→ **What you will do**
Answer these from the Roth 401(k) text below:
(a) Are there income limits on the Roth 401(k)?
(b) What penalty does the IRS impose on early withdrawal?
(c) How long after the first contribution must withdrawals begin to be tax-free?

→ **Study text**
=====

Money put into Roth 401ks is taxed like regular income. However, money saved in Roth 401ks then grows tax free, and is not subject to tax when it is withdrawn. This means that they are most advantageous to people, such as young people, who are in lower tax brackets but expect to be in a higher tax bracket when they retire.

Income limits

Unlike IRA plans, there are no income limits on the 401(k) or Roth 401(k).

Withdrawal Penalties

There are disincentives for early withdrawal from any retirement plan: traditional 401(k), IRA, Roth IRA or Roth 401(k). Unless there are mitigating exceptional circumstances (like death, disability, or significant medical expenses), the IRS imposes a 10% penalty on early withdrawal.

But the rules are slightly different for Roth vs. traditional 401(k) plans. First, withdrawals are tax-free only if they begin at least 5 years after the first contribution was made to the plan. Second, a Roth account owners are not penalized for withdrawing money from a plan, provided they avoid withdrawing from any investment gains.

=====

→ **Data supplied**
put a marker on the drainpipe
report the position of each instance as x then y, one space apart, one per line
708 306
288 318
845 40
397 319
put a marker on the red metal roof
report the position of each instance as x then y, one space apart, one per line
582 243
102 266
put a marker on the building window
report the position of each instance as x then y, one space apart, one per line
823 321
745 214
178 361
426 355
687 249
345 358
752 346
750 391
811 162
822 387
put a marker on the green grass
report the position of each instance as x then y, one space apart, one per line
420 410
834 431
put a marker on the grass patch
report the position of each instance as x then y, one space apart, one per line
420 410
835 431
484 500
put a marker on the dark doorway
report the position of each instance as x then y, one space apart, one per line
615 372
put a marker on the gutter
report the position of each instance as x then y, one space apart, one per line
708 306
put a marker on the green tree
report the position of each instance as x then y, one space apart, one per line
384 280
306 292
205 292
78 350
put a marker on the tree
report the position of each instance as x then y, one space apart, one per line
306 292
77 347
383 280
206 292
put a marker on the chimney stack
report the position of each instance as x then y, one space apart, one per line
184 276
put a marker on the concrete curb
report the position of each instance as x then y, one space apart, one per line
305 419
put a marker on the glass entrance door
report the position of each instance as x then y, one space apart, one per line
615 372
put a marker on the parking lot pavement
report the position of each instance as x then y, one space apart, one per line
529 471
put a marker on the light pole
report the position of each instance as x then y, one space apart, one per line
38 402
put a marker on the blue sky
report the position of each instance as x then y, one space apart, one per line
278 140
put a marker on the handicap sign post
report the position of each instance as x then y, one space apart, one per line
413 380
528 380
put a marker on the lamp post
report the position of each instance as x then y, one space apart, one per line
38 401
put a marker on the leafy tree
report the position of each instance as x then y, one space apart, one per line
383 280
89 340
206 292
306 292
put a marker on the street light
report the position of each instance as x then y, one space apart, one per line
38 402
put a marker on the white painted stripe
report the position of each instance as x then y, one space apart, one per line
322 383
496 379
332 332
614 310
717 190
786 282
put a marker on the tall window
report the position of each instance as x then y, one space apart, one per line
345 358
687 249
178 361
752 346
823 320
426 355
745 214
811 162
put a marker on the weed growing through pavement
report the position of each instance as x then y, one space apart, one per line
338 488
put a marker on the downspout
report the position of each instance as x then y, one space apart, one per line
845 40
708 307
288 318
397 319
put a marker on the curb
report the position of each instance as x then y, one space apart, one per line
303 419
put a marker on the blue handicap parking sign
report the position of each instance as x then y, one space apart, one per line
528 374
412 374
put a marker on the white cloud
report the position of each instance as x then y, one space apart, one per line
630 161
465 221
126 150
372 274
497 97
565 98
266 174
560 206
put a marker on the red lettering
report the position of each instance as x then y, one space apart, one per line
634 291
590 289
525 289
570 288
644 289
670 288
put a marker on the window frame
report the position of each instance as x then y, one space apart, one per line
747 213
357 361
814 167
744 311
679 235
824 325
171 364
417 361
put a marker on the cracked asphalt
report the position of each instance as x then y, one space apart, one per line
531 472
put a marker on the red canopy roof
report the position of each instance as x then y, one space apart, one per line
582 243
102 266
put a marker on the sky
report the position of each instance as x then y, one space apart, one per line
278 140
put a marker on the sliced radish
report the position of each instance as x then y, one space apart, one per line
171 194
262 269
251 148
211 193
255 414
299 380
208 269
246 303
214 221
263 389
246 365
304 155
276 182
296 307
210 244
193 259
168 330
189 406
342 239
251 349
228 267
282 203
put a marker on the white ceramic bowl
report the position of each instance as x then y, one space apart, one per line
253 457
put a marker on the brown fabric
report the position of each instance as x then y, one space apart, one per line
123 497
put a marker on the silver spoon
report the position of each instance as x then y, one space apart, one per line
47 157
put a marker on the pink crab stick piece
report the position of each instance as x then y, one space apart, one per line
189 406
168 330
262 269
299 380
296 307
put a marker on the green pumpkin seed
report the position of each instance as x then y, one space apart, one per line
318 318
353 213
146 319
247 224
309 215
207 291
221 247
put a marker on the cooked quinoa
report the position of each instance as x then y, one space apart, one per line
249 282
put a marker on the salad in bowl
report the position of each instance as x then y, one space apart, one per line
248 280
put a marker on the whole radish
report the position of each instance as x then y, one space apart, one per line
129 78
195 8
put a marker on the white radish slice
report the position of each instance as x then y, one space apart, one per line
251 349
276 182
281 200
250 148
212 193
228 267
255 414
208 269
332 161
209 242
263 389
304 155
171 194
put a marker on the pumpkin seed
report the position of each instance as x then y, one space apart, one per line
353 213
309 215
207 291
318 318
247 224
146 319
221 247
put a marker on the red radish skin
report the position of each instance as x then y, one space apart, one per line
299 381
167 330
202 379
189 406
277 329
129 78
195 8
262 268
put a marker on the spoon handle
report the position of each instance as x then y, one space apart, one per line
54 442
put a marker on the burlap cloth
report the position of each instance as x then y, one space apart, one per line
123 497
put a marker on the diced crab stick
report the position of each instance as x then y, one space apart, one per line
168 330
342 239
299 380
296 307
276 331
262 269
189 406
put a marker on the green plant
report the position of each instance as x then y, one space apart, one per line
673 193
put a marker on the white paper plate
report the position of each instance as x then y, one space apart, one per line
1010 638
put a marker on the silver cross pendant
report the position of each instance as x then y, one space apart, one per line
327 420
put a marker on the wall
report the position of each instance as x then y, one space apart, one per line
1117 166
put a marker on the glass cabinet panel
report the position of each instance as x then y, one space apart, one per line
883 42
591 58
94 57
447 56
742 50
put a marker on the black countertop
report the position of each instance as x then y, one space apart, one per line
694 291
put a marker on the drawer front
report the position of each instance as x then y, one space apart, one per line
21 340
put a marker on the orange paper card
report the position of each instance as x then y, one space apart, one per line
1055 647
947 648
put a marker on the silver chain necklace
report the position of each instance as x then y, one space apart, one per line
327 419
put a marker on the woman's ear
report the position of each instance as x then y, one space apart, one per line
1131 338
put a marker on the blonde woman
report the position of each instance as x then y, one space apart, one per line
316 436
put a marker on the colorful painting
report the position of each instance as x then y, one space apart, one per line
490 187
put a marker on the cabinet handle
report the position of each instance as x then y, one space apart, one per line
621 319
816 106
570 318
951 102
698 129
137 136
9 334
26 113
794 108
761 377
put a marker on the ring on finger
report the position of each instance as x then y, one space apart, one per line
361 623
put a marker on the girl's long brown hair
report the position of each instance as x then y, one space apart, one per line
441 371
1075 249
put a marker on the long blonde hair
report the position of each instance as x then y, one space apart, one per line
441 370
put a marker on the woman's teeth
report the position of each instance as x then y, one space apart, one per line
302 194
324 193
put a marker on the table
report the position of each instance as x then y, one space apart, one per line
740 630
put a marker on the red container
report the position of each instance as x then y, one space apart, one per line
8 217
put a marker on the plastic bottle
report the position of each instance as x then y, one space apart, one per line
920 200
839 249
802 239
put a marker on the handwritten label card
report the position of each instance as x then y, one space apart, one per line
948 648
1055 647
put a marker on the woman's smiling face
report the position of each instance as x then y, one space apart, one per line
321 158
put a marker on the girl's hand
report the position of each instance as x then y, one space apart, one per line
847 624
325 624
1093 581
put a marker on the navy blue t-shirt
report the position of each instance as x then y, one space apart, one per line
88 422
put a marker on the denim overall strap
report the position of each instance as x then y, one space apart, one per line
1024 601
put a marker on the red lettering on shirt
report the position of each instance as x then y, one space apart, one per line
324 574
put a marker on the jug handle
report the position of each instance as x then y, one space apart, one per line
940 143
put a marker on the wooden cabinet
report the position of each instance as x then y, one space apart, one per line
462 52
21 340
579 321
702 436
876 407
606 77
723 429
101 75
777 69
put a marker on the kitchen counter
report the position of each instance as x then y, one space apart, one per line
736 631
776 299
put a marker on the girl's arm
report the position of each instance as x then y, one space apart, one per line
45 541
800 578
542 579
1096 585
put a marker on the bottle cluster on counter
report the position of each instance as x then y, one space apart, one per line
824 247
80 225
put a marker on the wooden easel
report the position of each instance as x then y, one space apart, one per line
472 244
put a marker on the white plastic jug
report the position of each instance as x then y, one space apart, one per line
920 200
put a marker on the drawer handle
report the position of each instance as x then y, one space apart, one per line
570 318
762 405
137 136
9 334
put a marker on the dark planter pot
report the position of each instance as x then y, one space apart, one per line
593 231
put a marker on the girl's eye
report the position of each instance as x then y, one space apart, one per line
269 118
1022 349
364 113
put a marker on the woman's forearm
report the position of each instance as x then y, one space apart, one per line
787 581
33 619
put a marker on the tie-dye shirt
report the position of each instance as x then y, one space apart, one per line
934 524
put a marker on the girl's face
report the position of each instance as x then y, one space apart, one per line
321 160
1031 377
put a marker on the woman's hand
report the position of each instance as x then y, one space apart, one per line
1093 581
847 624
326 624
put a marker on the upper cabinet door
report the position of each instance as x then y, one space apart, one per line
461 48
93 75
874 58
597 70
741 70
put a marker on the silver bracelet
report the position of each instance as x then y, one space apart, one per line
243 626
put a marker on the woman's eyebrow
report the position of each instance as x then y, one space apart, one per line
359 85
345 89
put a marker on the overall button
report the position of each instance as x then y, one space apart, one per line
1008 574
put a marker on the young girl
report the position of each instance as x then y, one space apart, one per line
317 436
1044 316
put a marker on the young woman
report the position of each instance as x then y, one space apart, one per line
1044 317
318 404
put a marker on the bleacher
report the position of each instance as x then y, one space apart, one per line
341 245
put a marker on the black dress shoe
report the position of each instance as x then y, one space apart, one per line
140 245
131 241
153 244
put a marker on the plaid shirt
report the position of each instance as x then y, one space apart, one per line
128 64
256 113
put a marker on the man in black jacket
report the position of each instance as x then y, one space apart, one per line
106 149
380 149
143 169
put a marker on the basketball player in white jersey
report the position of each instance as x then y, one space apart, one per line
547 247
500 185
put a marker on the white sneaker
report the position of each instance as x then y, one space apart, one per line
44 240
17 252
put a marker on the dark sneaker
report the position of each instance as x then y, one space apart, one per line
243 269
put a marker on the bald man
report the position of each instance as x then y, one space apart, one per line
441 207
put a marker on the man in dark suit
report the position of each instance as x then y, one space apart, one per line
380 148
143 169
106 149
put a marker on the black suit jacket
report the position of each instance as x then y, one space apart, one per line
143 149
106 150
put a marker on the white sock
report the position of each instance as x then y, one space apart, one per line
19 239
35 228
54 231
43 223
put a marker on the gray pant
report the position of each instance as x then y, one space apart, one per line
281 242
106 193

=====

→ **Solution for this exercise**
(a) No, there are no income limits on the 401(k) or Roth 401(k).
(b) A 10% penalty.
(c) At least 5 years.